| WHAT YOU HAVE TO DO |
In the post on demonstrative thought, copy word for word the passage between "But these issues" and "not yet published).", inclusive.

Why demonstrative thought matters

My first two published papers were on demonstrative thought. At first glance, these papers are esoteric. The first argued that phenomenal consciousness guides voluntary attention in selecting targets of demonstrative thought. The second argued that an epistemically robust information link to a potential target is not necessary to select that target for demonstrative thought. That’s a lot of jargon. It may seem as if this is stuff only specialists could care about — and may be hard to see why they care.

But these issues are rather basic. They are deeply important and matter a lot for getting a grip on how we come to know, and think about, the world. This post is my attempt to synthesize the material in those papers (along with another paper not yet published).

Let’s start with a basic problem. How is it we manage to think about objects out in the environment? Take, for instance, my glass of beer, which is sitting on the table besides me. The question is not how do I manage to think (simpliciter), or how do I manage to get certain concepts (like “glass of beer”). The question is how do I ever manage to think thoughts about that particular glass of beer? To use some evocative language, how is it that I’m able to bring that particular glass of beer into mind? Say I judge that the glass is filled with beer. How am I able to “latch onto” the glass so that I can ascribe to it the property of containing beer? After all, the world (including the glass) is “out there”, while I (and my thoughts) are stuck “in my mind”. Somehow mind must bridge out into the world, or world must be brought into mind.

Here’s another way to put the problem. Right now digital bits encoding these words are streaming from a web server to your computer. Those bits are about that glass of beer on my table, but only because you and I are able to interpret and apply meaning to them. On their own, those bits mean nothing and the server and your computer certainly aren’t thinking thoughts about my glass merely by tokening those bits. If our brains are like the server or your computer, trading in neural encodings of information without anyone “outside” to interpret them, how do they manage to think thoughts that “connect” with the outside world?

Since Gareth Evans, philosophers have been attracted to a simple solution to this problem. Unlike the web server and your computer, the neural encodings of information flowing through your brain are actually connected to stuff out in the world. You have sensory systems, like a visual system with photoreceptors, which pickup information in the distal environment. Much of the neural encoding in your brain is connected, through sensory-causal chains that carry information, to stuff in the distal environment. Very roughly, the idea is that these information links confer a kind of intrinsic or primitive intentionality to your thoughts. While the bits streaming through your computer are only meaningful in virtue of how someone interprets them, the causal connection (via your sensory systems) to the outside world affords your neural activity meaning without need for any external interpreter.

| ENTRIES SHOWN |
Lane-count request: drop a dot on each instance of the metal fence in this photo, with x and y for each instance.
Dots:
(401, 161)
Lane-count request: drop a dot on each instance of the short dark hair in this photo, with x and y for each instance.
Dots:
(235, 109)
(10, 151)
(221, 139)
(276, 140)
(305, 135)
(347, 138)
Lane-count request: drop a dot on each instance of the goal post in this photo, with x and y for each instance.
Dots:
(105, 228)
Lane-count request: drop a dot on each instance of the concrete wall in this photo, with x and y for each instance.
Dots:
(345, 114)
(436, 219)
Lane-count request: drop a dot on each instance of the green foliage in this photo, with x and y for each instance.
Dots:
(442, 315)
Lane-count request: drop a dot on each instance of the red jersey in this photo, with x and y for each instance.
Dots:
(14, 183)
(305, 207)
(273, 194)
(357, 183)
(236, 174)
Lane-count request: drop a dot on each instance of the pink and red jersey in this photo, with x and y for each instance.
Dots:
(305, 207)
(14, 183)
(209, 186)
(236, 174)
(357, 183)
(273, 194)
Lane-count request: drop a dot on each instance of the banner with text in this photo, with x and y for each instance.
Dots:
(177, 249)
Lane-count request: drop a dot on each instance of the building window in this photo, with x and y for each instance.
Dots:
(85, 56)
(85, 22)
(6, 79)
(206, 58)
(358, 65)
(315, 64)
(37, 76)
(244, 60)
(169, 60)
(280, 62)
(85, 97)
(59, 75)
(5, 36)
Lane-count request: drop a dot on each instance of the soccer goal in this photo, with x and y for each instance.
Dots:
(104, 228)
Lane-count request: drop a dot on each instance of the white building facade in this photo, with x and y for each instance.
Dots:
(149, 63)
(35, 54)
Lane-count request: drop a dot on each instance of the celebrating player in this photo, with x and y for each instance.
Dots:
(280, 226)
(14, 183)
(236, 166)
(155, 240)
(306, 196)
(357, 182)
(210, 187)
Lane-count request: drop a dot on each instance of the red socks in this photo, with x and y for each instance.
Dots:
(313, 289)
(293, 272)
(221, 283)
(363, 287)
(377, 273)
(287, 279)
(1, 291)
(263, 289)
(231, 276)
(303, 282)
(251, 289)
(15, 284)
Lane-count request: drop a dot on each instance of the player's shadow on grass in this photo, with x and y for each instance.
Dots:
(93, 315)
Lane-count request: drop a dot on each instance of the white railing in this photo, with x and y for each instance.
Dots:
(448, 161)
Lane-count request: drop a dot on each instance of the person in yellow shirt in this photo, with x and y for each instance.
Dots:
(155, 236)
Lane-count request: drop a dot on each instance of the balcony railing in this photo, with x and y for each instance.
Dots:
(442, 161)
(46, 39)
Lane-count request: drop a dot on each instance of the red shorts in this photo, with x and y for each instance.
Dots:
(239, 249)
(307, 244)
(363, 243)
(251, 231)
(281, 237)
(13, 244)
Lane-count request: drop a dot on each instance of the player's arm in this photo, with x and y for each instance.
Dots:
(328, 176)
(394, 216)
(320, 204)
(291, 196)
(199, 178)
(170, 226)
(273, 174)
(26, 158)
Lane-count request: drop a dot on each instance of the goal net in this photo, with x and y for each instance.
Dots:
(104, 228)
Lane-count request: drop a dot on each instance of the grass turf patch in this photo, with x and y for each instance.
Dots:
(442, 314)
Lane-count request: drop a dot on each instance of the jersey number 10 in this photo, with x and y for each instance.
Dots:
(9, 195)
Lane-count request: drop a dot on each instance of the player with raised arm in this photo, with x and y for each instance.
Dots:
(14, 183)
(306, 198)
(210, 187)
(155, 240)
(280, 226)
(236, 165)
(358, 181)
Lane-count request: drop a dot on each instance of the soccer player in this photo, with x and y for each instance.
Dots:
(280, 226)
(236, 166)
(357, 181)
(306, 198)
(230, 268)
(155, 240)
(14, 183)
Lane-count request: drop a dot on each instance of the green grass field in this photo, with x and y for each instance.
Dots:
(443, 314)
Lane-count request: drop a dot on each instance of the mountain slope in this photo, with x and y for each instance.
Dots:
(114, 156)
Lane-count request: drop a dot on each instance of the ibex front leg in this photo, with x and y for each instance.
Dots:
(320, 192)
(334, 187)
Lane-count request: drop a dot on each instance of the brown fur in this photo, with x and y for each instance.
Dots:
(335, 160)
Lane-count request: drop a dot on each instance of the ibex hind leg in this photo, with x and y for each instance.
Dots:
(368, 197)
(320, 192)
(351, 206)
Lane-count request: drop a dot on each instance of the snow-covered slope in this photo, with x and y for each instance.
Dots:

| WORKED SOLUTION |
But these issues are rather basic. They are deeply important and matter a lot for getting a grip on how we come to know, and think about, the world. This post is my attempt to synthesize the material in those papers (along with another paper not yet published).